# IPhone discussion...don't hate



## Jborch8 (Aug 4, 2011)

Was looking at phones today, and was about to purchase the Gnex. Instead, I went home to think it over. I was wondering about the development on the iPhone 4s and jail breaking? Not too sure how customizable they are... Anyone know?

Sent from my SCH-I510 using RootzWiki


----------



## mbh87 (Jun 14, 2011)

What do you mean by "development"? The iPhone has ton of support and tons of jailbreak tweaks.


----------



## Barf (Sep 26, 2011)

Short answer, you can customize android phones more easily and extensively.


----------



## Jborch8 (Aug 4, 2011)

Barf said:


> Short answer, you can customize android phones more easily and extensively.


 thanks.. Had the day to think about everything I love that Android has, and the iPhone doesn't.

Sent from my SCH-I510 using RootzWiki


----------



## Jborch8 (Aug 4, 2011)

mbh87 said:


> What do you mean by "development"? The iPhone has ton of support and tons of jailbreak tweaks.


 wasn't sure if there were roms, etc. I messed with a spare iPhone 3g I have and was able to jailbreak it and realized it's mostly apps and mods that are available.

## CHALLENGE A
In the iPhone thread, which phone was Jborch8 about to buy before going home to think it over?
## CHALLENGE B
Write out the iPhone thread from "Was looking at" up to and including "(Jun 14, 2011)".
## CHALLENGE C
Decide whether each statement agrees with the iPhone thread, answering yes or no and quoting the deciding words: (i) mbh87 says the iPhone has many jailbreak tweaks. (ii) Barf says iPhones are easier to customize than Android phones. (iii) Jborch8 could not jailbreak the spare iPhone 3g.
The entries after this point come from a separate source.

## DATA
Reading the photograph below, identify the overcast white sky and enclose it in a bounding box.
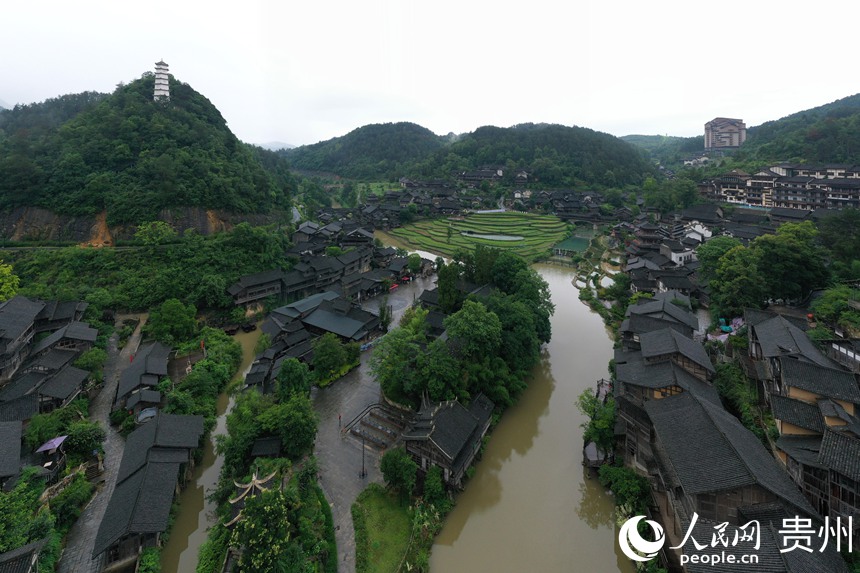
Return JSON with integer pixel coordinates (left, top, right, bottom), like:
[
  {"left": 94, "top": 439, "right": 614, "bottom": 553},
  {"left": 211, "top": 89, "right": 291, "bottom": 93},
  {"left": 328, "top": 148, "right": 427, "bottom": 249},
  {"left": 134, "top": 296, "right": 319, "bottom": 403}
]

## ANSWER A
The Gnex.

## ANSWER B
Was looking at phones today, and was about to purchase the Gnex. Instead, I went home to think it over. I was wondering about the development on the iPhone 4s and jail breaking? Not too sure how customizable they are... Anyone know?

Sent from my SCH-I510 using RootzWiki


----------



## mbh87 (Jun 14, 2011)

## ANSWER C
(i) Yes: "The iPhone has ton of support and tons of jailbreak tweaks."
(ii) No: "you can customize android phones more easily and extensively."
(iii) No: "was able to jailbreak it"